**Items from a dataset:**
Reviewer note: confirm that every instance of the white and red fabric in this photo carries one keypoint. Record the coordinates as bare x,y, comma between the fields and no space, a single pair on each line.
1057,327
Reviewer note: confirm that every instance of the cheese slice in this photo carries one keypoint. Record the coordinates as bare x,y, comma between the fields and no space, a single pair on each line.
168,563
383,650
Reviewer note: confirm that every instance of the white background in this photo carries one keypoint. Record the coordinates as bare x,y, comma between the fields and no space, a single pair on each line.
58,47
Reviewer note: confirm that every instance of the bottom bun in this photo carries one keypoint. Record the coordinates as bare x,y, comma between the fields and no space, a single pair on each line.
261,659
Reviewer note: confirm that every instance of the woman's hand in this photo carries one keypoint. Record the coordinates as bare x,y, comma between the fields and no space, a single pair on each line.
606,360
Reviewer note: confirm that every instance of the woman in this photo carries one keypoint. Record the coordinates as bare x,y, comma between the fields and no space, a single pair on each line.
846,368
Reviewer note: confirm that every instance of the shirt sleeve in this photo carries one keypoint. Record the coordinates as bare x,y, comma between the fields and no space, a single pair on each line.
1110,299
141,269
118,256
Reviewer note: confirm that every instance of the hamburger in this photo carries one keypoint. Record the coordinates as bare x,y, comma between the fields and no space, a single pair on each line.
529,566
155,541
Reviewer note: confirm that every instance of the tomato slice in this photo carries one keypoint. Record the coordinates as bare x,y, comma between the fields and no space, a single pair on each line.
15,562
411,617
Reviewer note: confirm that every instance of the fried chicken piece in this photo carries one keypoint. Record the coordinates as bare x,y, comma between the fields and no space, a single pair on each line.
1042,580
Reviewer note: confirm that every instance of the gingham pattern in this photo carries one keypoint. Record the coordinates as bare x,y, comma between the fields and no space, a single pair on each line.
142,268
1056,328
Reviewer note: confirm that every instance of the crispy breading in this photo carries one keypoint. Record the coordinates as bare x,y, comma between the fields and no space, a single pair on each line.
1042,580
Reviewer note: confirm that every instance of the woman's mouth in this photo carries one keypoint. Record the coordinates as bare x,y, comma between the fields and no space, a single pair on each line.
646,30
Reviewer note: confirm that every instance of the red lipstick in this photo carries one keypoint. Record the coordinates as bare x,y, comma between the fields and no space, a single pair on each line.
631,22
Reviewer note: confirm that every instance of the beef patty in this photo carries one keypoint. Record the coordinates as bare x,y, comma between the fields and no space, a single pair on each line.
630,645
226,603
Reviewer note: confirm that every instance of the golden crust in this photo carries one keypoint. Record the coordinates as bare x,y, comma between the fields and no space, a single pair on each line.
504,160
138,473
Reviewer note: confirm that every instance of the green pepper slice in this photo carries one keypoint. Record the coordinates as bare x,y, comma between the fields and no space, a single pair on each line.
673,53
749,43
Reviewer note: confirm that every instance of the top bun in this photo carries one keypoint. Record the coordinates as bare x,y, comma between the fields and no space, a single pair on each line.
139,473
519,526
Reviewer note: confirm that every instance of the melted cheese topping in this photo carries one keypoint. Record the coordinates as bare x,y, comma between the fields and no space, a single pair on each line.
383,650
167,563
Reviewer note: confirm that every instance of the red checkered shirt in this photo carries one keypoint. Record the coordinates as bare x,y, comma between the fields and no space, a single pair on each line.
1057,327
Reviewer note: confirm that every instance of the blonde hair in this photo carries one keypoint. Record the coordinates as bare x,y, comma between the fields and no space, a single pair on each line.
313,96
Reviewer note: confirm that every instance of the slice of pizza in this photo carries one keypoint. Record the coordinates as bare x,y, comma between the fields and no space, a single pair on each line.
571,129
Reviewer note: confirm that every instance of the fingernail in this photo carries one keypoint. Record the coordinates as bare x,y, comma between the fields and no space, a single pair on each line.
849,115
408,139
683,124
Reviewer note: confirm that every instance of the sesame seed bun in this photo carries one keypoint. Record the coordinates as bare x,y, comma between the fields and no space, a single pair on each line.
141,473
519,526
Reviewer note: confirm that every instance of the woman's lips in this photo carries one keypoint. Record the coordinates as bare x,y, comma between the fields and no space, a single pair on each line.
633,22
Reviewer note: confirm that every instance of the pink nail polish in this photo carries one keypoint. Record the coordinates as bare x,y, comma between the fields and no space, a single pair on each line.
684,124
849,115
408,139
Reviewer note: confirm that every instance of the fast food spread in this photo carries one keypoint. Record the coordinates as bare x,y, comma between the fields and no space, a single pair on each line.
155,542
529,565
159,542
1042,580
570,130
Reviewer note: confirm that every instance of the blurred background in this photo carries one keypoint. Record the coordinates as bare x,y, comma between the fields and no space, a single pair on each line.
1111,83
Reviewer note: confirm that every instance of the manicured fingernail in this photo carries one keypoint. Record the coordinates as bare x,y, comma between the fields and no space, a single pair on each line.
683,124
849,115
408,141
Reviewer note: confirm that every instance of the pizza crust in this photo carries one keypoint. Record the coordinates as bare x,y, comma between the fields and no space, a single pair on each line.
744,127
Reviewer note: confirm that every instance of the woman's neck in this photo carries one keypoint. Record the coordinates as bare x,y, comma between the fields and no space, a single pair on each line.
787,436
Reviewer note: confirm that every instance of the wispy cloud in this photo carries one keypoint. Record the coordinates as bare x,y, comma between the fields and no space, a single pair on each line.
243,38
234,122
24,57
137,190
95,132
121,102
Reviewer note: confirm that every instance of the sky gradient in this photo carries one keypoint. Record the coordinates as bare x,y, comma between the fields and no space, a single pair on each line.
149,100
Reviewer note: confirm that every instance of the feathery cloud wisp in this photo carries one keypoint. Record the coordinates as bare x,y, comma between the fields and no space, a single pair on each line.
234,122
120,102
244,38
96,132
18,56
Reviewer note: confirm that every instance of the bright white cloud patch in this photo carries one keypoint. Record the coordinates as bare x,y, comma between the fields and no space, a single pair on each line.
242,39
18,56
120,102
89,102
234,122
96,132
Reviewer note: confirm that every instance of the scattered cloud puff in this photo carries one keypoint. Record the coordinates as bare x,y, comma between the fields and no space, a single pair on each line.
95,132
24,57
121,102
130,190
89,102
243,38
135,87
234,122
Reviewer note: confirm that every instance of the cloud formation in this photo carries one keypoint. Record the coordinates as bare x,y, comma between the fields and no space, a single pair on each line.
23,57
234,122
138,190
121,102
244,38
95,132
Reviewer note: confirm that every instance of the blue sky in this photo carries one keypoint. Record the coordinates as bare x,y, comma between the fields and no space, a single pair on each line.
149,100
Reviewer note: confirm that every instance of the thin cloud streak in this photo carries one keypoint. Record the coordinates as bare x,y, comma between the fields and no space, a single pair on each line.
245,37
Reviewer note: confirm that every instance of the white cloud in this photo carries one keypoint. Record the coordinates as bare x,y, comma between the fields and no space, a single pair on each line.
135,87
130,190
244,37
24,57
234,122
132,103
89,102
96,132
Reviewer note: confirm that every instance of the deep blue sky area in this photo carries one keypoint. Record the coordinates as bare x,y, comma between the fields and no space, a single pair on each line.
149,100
==
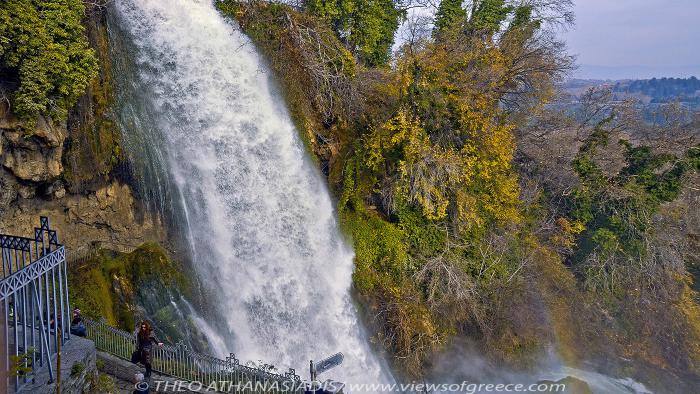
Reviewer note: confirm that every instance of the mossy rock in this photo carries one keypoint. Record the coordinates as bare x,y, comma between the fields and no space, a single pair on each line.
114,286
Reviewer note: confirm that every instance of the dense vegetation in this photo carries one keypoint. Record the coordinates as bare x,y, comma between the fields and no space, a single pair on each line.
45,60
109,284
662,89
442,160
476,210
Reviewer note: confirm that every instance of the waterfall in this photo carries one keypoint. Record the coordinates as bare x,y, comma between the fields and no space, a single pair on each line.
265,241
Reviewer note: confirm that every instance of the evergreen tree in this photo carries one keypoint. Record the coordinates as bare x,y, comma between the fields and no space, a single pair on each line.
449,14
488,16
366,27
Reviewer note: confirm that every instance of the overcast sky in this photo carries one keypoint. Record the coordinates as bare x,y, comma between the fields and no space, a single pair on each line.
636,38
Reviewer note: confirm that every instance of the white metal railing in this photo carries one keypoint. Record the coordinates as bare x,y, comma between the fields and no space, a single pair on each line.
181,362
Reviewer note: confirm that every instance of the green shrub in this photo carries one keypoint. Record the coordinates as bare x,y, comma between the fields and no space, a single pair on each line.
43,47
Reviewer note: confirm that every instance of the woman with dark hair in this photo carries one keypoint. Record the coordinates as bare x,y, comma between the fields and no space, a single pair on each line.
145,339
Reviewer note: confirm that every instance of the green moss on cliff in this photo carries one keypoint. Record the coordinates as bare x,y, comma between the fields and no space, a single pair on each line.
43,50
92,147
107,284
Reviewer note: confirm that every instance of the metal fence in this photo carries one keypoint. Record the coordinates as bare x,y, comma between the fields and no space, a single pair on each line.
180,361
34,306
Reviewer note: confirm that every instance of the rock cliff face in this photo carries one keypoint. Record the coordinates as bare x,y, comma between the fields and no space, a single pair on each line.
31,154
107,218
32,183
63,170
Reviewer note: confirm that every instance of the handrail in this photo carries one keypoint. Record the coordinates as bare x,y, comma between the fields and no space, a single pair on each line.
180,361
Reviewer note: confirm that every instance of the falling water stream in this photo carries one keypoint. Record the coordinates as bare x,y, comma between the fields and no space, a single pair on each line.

**PROBLEM STATEMENT:**
Among the records above, repeat exactly the line with "Reviewer note: confirm that every instance of the metal", the line with "Reviewer note: confirm that every instance of the falling", and every line in between, and only those.

**TASK SOLUTION:**
Reviewer note: confirm that every instance of the metal fence in this photo carries one keypoint. Record the coordinates as bare x,y, comma between the fields and no space, a single pair on each line.
180,361
34,306
Reviewer note: confirm that every instance of the rock cliff face in this photo carries one keypoint. Record the coordinates as bare x,y, comma between the fields and no space, a single pair on each line.
31,154
107,218
32,183
63,170
Reviewer note: confirm that every instance of the handrail in this photo carries one keypoint. Record the coordinates as bare x,y, comma between the fields and no space, a single pair on each line.
180,361
Reviewer note: confirm that every instance of the falling water stream in this photo carries one keypoint. Record the coordinates as bare x,y, comma between the fields and no space, a single pair on each line.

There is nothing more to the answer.